Pointing and labeling entries:

========

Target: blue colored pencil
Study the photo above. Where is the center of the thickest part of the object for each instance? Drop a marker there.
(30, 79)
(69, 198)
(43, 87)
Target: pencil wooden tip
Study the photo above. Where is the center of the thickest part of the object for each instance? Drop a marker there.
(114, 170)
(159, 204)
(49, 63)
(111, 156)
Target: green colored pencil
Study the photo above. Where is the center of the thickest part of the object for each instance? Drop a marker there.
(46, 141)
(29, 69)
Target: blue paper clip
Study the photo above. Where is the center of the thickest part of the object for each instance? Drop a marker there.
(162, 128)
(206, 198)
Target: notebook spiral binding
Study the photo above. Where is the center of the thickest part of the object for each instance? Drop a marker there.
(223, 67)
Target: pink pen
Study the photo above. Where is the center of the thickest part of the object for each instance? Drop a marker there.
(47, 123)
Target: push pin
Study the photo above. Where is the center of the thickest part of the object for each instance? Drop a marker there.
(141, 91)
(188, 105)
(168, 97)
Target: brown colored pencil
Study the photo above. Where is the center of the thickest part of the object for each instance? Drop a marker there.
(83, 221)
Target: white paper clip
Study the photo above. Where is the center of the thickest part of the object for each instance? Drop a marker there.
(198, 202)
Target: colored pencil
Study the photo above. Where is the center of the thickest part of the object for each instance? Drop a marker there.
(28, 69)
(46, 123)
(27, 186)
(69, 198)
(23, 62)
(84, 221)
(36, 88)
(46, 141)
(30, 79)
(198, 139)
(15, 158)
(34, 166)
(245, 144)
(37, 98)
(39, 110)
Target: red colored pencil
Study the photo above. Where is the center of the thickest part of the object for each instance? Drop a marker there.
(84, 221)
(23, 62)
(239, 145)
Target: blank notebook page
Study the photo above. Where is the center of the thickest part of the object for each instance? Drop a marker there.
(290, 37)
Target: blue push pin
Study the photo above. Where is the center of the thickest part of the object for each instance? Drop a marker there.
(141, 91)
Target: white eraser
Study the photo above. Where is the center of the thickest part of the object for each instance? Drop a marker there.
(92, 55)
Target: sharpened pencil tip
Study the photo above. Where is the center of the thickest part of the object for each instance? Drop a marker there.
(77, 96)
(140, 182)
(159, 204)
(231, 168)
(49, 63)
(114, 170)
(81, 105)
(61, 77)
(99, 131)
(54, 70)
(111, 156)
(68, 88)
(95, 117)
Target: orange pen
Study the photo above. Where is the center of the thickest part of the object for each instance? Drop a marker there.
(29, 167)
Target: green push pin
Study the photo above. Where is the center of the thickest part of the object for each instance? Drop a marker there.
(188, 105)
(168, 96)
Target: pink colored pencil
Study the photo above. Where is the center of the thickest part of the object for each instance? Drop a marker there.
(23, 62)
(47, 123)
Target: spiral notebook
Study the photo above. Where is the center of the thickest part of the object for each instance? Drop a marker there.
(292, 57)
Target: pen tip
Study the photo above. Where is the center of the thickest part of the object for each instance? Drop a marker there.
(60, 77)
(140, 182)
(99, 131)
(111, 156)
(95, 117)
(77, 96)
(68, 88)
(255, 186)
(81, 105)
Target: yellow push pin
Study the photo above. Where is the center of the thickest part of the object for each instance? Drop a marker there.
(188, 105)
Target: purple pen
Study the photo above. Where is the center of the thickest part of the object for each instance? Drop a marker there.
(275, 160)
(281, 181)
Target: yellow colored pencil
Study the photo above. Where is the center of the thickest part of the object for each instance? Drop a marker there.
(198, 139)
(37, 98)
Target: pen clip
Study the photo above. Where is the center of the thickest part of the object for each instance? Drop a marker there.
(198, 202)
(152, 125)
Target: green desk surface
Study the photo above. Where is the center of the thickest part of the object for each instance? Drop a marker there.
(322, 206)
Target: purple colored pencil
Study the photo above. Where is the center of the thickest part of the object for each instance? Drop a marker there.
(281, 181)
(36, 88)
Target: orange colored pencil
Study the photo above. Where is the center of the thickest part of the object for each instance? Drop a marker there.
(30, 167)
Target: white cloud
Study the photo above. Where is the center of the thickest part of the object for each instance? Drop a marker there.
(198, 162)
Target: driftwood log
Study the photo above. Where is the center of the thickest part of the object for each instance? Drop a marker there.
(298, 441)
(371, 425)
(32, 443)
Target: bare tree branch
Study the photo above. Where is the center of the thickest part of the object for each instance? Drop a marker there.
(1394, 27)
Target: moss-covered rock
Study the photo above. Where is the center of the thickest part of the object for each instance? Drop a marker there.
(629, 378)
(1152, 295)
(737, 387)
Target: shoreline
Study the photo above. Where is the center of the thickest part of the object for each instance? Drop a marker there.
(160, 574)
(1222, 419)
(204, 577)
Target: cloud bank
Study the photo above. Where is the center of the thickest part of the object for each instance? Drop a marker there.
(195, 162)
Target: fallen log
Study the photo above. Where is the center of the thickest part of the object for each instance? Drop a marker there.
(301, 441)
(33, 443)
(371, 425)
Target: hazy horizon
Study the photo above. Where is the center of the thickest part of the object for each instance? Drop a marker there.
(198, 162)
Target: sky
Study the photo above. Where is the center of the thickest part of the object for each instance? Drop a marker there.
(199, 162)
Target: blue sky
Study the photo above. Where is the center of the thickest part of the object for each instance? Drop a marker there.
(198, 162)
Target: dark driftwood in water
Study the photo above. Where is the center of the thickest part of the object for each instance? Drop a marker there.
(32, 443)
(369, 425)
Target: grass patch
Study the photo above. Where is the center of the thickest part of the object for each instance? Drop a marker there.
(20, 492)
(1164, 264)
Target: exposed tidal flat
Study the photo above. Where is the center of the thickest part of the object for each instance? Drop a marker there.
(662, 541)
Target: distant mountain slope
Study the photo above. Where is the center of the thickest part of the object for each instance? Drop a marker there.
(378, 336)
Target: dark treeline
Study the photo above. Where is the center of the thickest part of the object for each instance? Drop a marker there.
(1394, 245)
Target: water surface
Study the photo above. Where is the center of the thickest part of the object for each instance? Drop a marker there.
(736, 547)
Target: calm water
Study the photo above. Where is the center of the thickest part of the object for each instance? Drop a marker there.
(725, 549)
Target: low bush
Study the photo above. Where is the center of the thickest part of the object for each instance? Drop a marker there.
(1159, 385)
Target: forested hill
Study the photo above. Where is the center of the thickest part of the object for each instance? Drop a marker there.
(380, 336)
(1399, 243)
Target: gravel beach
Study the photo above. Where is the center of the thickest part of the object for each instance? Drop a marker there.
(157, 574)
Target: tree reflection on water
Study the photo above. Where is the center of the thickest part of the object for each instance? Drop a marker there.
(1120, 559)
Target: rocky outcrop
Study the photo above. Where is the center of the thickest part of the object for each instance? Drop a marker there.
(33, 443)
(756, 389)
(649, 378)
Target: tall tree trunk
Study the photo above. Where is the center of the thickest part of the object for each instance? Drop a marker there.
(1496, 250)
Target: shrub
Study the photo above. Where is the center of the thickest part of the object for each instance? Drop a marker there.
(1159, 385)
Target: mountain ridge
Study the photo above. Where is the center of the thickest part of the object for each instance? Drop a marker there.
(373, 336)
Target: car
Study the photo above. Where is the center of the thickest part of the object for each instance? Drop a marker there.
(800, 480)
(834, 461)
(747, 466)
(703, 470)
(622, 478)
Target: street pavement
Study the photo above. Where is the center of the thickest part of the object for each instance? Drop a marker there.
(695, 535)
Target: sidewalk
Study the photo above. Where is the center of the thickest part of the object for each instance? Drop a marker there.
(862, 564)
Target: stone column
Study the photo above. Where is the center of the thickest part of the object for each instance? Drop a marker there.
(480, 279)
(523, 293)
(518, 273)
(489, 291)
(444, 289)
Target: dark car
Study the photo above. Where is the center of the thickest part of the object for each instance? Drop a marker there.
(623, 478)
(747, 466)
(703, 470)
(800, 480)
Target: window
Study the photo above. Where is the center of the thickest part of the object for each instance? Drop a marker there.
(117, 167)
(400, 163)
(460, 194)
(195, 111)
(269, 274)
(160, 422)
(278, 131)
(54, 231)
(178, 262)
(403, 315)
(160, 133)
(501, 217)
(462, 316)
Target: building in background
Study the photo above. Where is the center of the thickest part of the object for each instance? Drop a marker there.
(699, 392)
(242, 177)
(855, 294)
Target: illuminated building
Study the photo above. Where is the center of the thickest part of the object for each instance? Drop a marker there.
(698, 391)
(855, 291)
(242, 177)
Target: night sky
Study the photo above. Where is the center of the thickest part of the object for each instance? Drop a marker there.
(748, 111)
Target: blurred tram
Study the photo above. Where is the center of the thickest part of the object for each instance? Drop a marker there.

========

EXERCISE BRIEF >> Quote verbatim the line containing "Target: stone column" and every line after it through the end of the records above.

TASK RESULT >>
Target: stone column
Study the photo above. Where is the center of the thickest part of the object for each instance? Drop a marker there.
(480, 279)
(523, 293)
(518, 273)
(489, 291)
(444, 289)
Target: dark car
Study the photo above. Where is the center of the thickest part of the object for each instance? Drop a marker there.
(623, 478)
(747, 466)
(703, 470)
(800, 480)
Target: window
Study the photo above. Where is the center of the thickest part of the object for each instance? Drop a marker there.
(117, 167)
(400, 163)
(460, 194)
(195, 111)
(269, 274)
(160, 422)
(278, 131)
(54, 231)
(178, 262)
(403, 315)
(160, 133)
(501, 217)
(462, 316)
Target: building in background
Study the photo above. Where is the center of the thickest part of the object for each instance? Drop a marker there.
(699, 392)
(242, 177)
(855, 294)
Target: illuminated building
Study the photo above. Where is the center of the thickest part of the object for each instance? Drop a marker there.
(698, 391)
(855, 291)
(242, 177)
Target: night sky
Study the photo above. Where is the center of the thickest part of the object for each instance? Drop a marker there.
(748, 111)
Target: blurred tram
Study the photo above. Where is the center of the thickest part of the object for each instance? Drop a marker there.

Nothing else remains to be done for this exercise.